Stored entries
======

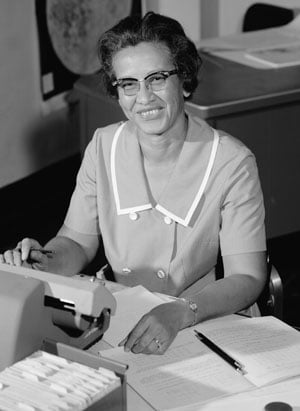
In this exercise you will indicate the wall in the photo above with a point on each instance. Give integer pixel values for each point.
(187, 12)
(224, 17)
(29, 139)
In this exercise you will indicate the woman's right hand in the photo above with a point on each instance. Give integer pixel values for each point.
(27, 254)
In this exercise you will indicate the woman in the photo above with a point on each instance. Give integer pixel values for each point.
(164, 190)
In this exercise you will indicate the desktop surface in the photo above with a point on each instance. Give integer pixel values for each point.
(226, 87)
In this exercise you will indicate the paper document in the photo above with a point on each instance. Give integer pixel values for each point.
(267, 347)
(190, 373)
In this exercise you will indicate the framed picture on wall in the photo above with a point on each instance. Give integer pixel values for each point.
(68, 32)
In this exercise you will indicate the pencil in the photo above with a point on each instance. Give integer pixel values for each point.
(43, 251)
(216, 349)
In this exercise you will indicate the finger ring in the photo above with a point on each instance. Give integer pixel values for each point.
(157, 342)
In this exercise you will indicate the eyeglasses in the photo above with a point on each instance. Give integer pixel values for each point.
(154, 81)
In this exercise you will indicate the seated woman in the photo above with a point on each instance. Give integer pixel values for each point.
(164, 190)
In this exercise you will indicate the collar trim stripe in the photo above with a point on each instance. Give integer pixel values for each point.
(113, 166)
(121, 211)
(205, 178)
(134, 209)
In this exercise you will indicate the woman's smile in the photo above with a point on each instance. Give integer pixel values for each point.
(153, 112)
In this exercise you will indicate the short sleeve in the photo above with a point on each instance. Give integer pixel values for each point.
(82, 215)
(242, 212)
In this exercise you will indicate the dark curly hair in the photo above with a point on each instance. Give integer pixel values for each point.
(152, 28)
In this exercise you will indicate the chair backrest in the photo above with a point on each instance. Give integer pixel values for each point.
(270, 301)
(262, 16)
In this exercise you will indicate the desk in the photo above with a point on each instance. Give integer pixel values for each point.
(260, 107)
(286, 391)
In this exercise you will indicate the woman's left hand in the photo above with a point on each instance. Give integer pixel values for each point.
(157, 329)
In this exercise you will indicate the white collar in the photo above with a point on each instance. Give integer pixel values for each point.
(128, 179)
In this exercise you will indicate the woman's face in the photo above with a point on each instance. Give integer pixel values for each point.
(153, 112)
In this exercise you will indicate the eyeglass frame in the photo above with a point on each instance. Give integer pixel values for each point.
(165, 73)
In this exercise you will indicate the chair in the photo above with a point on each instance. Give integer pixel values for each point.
(261, 16)
(270, 301)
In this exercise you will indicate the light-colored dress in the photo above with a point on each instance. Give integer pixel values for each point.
(212, 201)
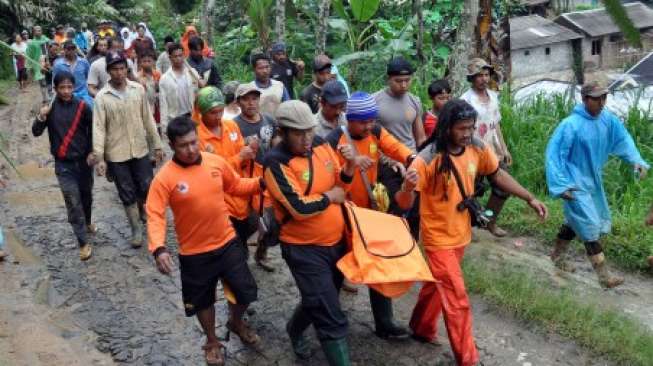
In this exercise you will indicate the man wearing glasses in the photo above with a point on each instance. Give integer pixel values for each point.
(575, 157)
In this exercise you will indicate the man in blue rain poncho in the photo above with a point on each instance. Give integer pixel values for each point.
(575, 156)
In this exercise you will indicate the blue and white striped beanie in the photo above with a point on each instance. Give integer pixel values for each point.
(361, 106)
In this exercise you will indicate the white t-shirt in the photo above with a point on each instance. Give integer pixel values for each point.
(489, 117)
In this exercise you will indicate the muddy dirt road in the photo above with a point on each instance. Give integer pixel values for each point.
(116, 308)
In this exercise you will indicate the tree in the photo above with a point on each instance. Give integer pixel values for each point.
(461, 51)
(280, 20)
(258, 12)
(207, 19)
(419, 45)
(322, 26)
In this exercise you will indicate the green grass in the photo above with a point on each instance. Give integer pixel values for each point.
(603, 331)
(527, 130)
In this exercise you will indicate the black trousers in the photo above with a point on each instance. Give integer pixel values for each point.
(319, 281)
(200, 274)
(76, 182)
(132, 179)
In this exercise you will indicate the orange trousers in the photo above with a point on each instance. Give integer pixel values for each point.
(447, 297)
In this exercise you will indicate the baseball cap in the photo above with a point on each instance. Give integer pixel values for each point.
(594, 88)
(295, 114)
(114, 57)
(333, 92)
(321, 62)
(361, 106)
(230, 87)
(476, 65)
(244, 89)
(399, 66)
(278, 47)
(208, 98)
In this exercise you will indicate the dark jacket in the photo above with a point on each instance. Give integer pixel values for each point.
(59, 122)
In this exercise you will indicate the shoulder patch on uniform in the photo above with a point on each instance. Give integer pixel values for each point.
(428, 153)
(376, 130)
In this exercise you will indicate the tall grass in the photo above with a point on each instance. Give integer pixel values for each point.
(606, 332)
(527, 129)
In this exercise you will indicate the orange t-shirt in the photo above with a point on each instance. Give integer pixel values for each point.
(379, 141)
(228, 146)
(196, 194)
(306, 218)
(442, 225)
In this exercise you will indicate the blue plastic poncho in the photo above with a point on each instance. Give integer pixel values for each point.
(575, 156)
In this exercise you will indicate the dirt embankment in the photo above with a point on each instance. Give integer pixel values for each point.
(116, 308)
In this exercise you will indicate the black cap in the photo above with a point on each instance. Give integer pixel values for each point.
(114, 57)
(399, 66)
(321, 62)
(333, 92)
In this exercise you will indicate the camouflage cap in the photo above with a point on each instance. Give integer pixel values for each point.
(594, 88)
(208, 98)
(295, 114)
(476, 65)
(244, 89)
(230, 87)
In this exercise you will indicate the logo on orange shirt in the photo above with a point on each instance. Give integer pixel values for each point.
(182, 187)
(329, 165)
(471, 169)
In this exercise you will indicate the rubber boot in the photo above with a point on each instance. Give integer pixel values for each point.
(559, 256)
(337, 352)
(495, 203)
(384, 319)
(295, 328)
(134, 217)
(601, 269)
(141, 212)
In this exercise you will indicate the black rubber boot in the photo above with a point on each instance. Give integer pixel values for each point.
(337, 352)
(384, 319)
(296, 327)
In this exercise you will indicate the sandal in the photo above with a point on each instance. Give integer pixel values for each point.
(246, 335)
(213, 354)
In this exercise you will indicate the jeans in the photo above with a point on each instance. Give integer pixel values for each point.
(76, 182)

======

Rewrite the entries from the line containing "In this exercise you will indicate the black rubber" through the end, replacing "sandal" with "flip-flop" and leaving everything else as it is.

In this exercise you will indicate the black rubber boot in the photo above with a point on each instance. Give integer pixel values for each point.
(337, 352)
(384, 319)
(296, 327)
In this exercise you will indicate the flip-flop in the photo above with a point on each instance. Give integer pixel values for each point.
(246, 335)
(213, 354)
In this exercise you will indicate the jeans in the photo above with a point on each instance. Give integer pixel values for each point.
(76, 182)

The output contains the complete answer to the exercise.